## [Work to do]
Pick out each line in the records below that contains the string "screen" and copy it. Case counts.

## [Records for this exercise]
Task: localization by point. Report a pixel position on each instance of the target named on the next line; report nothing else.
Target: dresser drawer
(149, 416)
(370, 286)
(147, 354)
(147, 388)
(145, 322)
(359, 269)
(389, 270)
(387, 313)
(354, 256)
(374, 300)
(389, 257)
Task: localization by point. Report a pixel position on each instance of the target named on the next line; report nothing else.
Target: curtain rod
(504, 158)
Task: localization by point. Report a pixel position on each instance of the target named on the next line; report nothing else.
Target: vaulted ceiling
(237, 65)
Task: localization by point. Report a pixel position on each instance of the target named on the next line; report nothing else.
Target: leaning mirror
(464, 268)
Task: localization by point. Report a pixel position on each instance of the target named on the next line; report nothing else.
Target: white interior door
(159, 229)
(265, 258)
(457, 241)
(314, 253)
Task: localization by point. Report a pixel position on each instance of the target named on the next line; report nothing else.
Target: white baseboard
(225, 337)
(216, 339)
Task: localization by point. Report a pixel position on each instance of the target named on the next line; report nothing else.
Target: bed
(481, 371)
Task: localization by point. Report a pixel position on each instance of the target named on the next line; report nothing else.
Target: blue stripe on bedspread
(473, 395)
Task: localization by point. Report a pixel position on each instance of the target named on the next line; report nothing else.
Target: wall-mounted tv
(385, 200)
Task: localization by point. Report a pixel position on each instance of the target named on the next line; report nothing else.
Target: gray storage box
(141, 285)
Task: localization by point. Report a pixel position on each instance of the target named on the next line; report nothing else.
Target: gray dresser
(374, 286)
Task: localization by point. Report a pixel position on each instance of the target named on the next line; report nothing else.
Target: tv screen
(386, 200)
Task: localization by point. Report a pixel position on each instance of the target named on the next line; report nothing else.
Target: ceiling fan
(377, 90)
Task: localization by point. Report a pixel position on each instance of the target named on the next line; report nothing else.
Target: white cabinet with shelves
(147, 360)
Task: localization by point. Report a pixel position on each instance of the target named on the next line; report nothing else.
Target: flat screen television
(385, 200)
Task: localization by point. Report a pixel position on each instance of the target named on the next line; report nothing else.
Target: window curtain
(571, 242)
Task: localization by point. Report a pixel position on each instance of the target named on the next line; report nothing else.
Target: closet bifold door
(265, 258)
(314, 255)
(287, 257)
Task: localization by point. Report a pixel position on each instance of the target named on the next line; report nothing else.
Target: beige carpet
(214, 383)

## [Final answer]
Target: tv screen
Target: flat screen television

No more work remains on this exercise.